Instruction » Rewrite the lines below, putting "locator" wherever "detector" appears and changing nothing else. Leave the pictures out of your version.

_ _ _ _

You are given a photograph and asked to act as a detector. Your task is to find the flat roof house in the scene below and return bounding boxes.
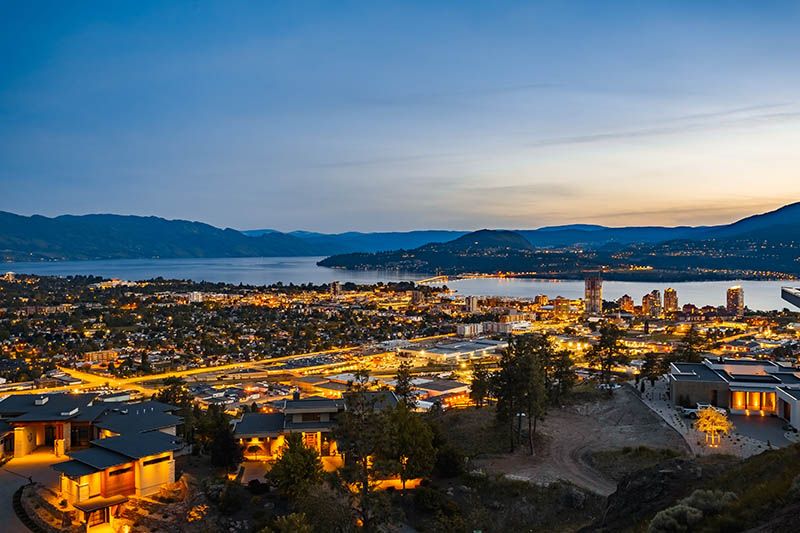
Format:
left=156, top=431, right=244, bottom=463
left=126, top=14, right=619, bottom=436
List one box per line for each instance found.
left=233, top=391, right=397, bottom=471
left=0, top=393, right=183, bottom=530
left=668, top=358, right=800, bottom=427
left=53, top=431, right=183, bottom=530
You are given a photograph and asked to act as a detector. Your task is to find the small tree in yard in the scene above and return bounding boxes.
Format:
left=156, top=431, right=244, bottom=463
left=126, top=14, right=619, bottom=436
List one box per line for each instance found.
left=586, top=323, right=629, bottom=395
left=266, top=433, right=322, bottom=500
left=694, top=407, right=733, bottom=448
left=469, top=366, right=491, bottom=409
left=376, top=403, right=436, bottom=494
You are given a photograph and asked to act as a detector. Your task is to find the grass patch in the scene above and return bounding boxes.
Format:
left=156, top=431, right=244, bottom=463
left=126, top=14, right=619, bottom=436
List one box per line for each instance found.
left=431, top=407, right=508, bottom=458
left=703, top=444, right=800, bottom=531
left=561, top=381, right=619, bottom=405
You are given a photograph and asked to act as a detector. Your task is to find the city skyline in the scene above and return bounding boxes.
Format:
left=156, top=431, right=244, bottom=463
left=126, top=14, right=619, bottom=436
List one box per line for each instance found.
left=0, top=2, right=800, bottom=232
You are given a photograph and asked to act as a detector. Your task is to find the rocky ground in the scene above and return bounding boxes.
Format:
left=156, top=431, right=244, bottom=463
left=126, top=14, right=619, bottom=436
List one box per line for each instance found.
left=475, top=386, right=689, bottom=496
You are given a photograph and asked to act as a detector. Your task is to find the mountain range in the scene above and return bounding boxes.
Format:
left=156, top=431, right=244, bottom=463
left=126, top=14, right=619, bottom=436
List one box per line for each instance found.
left=0, top=203, right=800, bottom=280
left=318, top=203, right=800, bottom=281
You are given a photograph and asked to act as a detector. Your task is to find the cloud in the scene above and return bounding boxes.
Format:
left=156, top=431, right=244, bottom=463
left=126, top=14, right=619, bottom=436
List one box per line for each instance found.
left=527, top=106, right=800, bottom=148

_ _ _ _

Exercise result »
You are given a photograph and asked to act as a locator. Your task is to find the flat roof house in the scene below and return bounding boxes.
Format:
left=156, top=431, right=244, bottom=463
left=126, top=14, right=619, bottom=436
List one box per line for each instance found.
left=233, top=391, right=397, bottom=471
left=0, top=393, right=183, bottom=530
left=668, top=358, right=800, bottom=427
left=53, top=431, right=183, bottom=530
You are given a photograph and asked to act as a locator. Your task is to find the small tree in yard in the scene above and return bounding boxes.
Format:
left=156, top=431, right=244, bottom=463
left=126, top=14, right=619, bottom=436
List one box per line for each instance found.
left=586, top=323, right=629, bottom=395
left=266, top=433, right=322, bottom=500
left=694, top=407, right=733, bottom=448
left=469, top=366, right=491, bottom=409
left=376, top=403, right=436, bottom=494
You are given a photograph and asked to act as a locator. Your task is to find the grass patch in the scene above and return bounding boxes.
Format:
left=156, top=431, right=244, bottom=463
left=126, top=14, right=619, bottom=436
List one box per line for each instance found.
left=431, top=407, right=508, bottom=458
left=703, top=444, right=800, bottom=531
left=561, top=381, right=619, bottom=405
You are given a photograph and asked to act as a locator. Your task is to find the city skyline in the scene above and return bounding boxes.
Format:
left=156, top=431, right=244, bottom=463
left=126, top=14, right=619, bottom=436
List one box per line for each instance found.
left=0, top=2, right=800, bottom=232
You are given a photograph and asked to act as a locator. Your task is to find the rocky ground in the scene above and return bounding boxes.
Format:
left=156, top=431, right=244, bottom=463
left=126, top=14, right=619, bottom=436
List one box per line for each instance found.
left=475, top=386, right=689, bottom=496
You are given a photograph and asked to act as a locator. Your task is to find the mountain range in the scene above and return bounding boxes.
Format:
left=156, top=431, right=244, bottom=463
left=126, top=14, right=619, bottom=436
List one box per line for each instance found.
left=0, top=203, right=800, bottom=280
left=318, top=203, right=800, bottom=281
You are given a photograph and asked to act as a locator. Your task is to find the cloud in the scene above and return bounding boxes.
Format:
left=156, top=431, right=244, bottom=463
left=126, top=14, right=619, bottom=436
List one box per line for each instance found.
left=527, top=106, right=800, bottom=148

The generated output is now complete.